▶ [Source passage]:
** Begin **

Although as stated above my initial predisposition would have
been to treat all revenues from the sale of the produce of the
land - in this case the trees - as income, such a position
cannot, in light of the authorities, be sustained. I have
concluded therefore, and despite Mr. Riley's very able
argument, that the better view is that the sale of the timber was
a transaction on capital account.
[20]
Bearing in mind the factors of intention, the nature of goods and
the manner of carrying out the transactions, I will review the
indices both for and against the finding of an adventure in the
nature of trade. First, the indices of trading shown by the
Wrights that would suggest an adventure in the nature of trade,
and consequently income, are:
-
at the time of the contract with Anderson the property was not
being used for farming, with no immediate plans to do
so;
-
only 430 of the 5,700 acres were suitable for farming;
-
more than one contract was negotiated;
-
a term of the more significant contract provided for the
splitting of the "ups", as William Wright suggested he
approached the timber business the same way as the farming
business;
-
the Wrights did not seek the cutting contract for farming
purposes;
-
the reasons they did not contract with other logging companies
was it would be too difficult to monitor as absentee owners;
and
-
the lengthy nature of the contract.
[21]
The following factors weigh against the finding of an adventure
in the nature of trade and therefore point to capital:
-
the property was acquired with the intention of farming
only;
-
the Wrights held the property for over 40 years and never looked
favourably on any overtures for removing the timber until
Mr. Anderson's approach;
-
the Wrights did not seek competitive bids;
-
no extensive contracts were negotiated; the terms were simple and
concise and were set out, apart from the test run, only
once;
-
the Wrights sold all their timber;
-
once it was taken off, that was the end of the
arrangement;
-
a motivating factor was the state of the trees and to a lesser
extent clearing the land;
-
though there were no concrete plans William Wright still saw the
property as farm property;
-
the Wrights considered the spruce and pine to be impediments to
the farming of alfalfa;
-
the nature of the property itself, the trees, were acquired as
part of the land, not as inventory;
-
no steps were taken to market the timber or make the timber more
marketable;
-
factors suggested in the government's IT373 R2 to indicate a
commercial woodlot are not present here, for example:
(i)

** End **

▶ [What to do]:
**1)** From the timber sale passage, reproduce the text that begins with the words "Although as stated" and stops after "on capital account.", and swap "timber" for "wood".
**2)** Condense the paragraph of the timber sale passage beginning "Bearing in mind the factors of intention" into a short bulleted list that retains its main facts.
**3)** Answer these questions using the timber sale passage:
(a) For how long did the Wrights hold the property?
(b) Which trees did the Wrights consider impediments to farming alfalfa?
(c) What did the writer conclude the sale of the timber was?
The rows have no connection to the timber sale passage.

▶ [Recorded data]:
** Begin **

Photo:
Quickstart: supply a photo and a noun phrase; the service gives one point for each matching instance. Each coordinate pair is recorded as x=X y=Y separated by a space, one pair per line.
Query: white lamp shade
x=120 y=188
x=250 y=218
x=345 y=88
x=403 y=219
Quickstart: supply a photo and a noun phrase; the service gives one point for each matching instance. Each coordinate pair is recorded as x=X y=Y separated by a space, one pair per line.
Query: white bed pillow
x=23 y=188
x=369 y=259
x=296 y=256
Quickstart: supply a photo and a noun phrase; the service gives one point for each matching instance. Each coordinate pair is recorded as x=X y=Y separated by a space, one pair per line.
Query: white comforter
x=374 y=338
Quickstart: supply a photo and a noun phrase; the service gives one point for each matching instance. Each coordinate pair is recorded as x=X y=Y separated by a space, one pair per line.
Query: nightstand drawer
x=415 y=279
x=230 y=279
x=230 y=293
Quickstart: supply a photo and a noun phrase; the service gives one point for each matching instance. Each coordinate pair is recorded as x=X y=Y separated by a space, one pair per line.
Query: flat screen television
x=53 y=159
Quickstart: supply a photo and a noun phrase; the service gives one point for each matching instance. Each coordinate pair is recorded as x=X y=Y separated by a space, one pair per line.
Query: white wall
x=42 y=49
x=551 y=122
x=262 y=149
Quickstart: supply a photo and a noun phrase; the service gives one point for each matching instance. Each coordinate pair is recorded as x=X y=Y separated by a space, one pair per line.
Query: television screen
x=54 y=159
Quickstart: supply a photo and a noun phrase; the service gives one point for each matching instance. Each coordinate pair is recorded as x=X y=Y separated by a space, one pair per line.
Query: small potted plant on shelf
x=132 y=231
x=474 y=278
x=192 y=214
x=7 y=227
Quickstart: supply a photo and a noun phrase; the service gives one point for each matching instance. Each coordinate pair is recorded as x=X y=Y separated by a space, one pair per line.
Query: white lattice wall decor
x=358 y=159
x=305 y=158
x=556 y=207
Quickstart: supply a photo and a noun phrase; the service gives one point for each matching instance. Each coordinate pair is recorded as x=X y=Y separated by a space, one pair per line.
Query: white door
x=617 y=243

** End **

▶ [Set of answers]:
**1)**
Although as stated above my initial predisposition would have
been to treat all revenues from the sale of the produce of the
land - in this case the trees - as income, such a position
cannot, in light of the authorities, be sustained. I have
concluded therefore, and despite Mr. Riley's very able
argument, that the better view is that the sale of the wood was
a transaction on capital account.

**2)**
Indices suggesting an adventure in the nature of trade, and therefore income:
- When the Anderson contract was made, the property was not used for farming and there were no immediate plans to farm it
- Only 430 of the 5,700 acres were suitable for farming
- More than one contract was negotiated
- The main contract split the "ups," and William Wright said he approached the timber business the same way as the farming business
- The cutting contract was not sought for farming purposes
- Other logging companies were not used because monitoring them would be too hard for absentee owners
- The contract was lengthy

**3)**
(a) Over 40 years.
(b) The spruce and pine.
(c) A transaction on capital account.